----- Provided entries -----
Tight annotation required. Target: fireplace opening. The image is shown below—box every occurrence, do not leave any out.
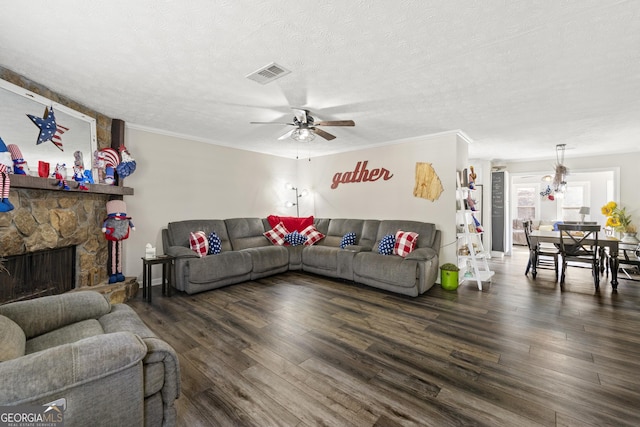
-----
----- Provided entries -----
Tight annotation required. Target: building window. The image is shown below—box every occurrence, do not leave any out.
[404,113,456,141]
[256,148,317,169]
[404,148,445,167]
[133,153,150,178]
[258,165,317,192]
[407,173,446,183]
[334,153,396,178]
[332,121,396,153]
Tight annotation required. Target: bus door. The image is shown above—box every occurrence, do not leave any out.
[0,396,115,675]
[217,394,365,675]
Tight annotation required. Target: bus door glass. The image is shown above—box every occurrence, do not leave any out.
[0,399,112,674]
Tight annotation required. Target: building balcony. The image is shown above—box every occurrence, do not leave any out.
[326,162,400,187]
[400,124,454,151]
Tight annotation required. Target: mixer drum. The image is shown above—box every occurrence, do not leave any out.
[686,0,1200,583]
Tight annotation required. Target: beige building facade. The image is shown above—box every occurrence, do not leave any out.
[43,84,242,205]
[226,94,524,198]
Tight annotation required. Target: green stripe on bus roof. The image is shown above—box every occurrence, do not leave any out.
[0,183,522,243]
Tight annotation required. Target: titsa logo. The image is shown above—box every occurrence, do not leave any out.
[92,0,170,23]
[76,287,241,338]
-----
----- Provided entries -----
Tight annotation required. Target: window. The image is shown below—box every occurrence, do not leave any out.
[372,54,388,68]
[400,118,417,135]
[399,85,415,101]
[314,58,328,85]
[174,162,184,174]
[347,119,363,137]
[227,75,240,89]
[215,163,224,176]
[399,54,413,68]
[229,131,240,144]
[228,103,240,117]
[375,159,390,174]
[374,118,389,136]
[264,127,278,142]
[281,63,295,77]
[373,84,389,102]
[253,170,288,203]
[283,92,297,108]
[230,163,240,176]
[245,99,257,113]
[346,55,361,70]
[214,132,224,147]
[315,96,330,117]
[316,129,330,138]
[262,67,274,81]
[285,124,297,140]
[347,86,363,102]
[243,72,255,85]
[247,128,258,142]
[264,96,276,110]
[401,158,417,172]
-----
Stated problem |
Rewrite everything from the line containing "Tight annotation required. Target: bus door." down to the line containing "[76,287,241,338]", swapping "occurrence" for "instance" and leaving all else unchanged.

Worked answer |
Tight annotation required. Target: bus door. The image is shown above—box every instance, do not leave any out.
[0,396,115,675]
[217,394,365,675]
Tight annotation required. Target: bus door glass. The image is shown above—box every instance, do not leave any out.
[0,399,112,674]
Tight annotation required. Target: building balcony. The image is shown above—box every instance, do not leave any out.
[326,162,400,187]
[400,124,454,151]
Tight annotation required. Target: mixer drum. The image is shown above—box every instance, do not leave any out.
[686,0,1200,583]
Tight annotation required. Target: beige building facade. The image is shown above—box every instance, do not leave any out.
[43,84,242,205]
[226,94,524,198]
Tight annotation required. Target: green stripe on bus roof. The image is shown above—box every instance, do not leave any out.
[0,183,522,243]
Tight annotation required. Target: titsa logo. The image is shown above—box every instance, do not leave any out.
[92,0,170,23]
[76,287,241,338]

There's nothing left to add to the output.